[Spatial annotation records]

§

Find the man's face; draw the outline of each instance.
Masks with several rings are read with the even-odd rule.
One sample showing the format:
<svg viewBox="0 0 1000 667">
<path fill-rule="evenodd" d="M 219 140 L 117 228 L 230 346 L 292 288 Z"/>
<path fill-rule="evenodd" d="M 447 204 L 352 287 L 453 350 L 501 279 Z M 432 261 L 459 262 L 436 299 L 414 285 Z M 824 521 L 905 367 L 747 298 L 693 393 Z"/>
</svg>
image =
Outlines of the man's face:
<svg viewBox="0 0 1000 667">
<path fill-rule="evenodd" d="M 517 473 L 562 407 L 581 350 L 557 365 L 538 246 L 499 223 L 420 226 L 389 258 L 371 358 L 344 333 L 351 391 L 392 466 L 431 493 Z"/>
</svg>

§

Turn every line of the entries above into a Markdown table with the columns Row and Line, giving each line its own numbered row and skipping blank lines.

* Answer for this exercise:
| Row | Line |
|---|---|
| 1 | Find the man's face; draw the outline of each instance. |
| 2 | Masks with several rings are read with the even-odd rule. |
| 3 | One sample showing the format: |
| 4 | <svg viewBox="0 0 1000 667"> |
| 5 | <path fill-rule="evenodd" d="M 219 140 L 117 228 L 230 346 L 292 288 Z"/> |
| 6 | <path fill-rule="evenodd" d="M 447 204 L 352 287 L 453 350 L 501 279 Z M 432 261 L 459 262 L 436 299 L 414 285 Z M 824 521 L 905 367 L 747 298 L 693 393 Z"/> |
| 7 | </svg> |
| 8 | image = |
| 9 | Outlines of the man's face: |
| 10 | <svg viewBox="0 0 1000 667"> |
| 11 | <path fill-rule="evenodd" d="M 517 473 L 562 407 L 581 350 L 557 365 L 538 246 L 499 223 L 420 226 L 389 258 L 371 358 L 344 333 L 351 391 L 392 466 L 431 493 Z"/> |
| 12 | </svg> |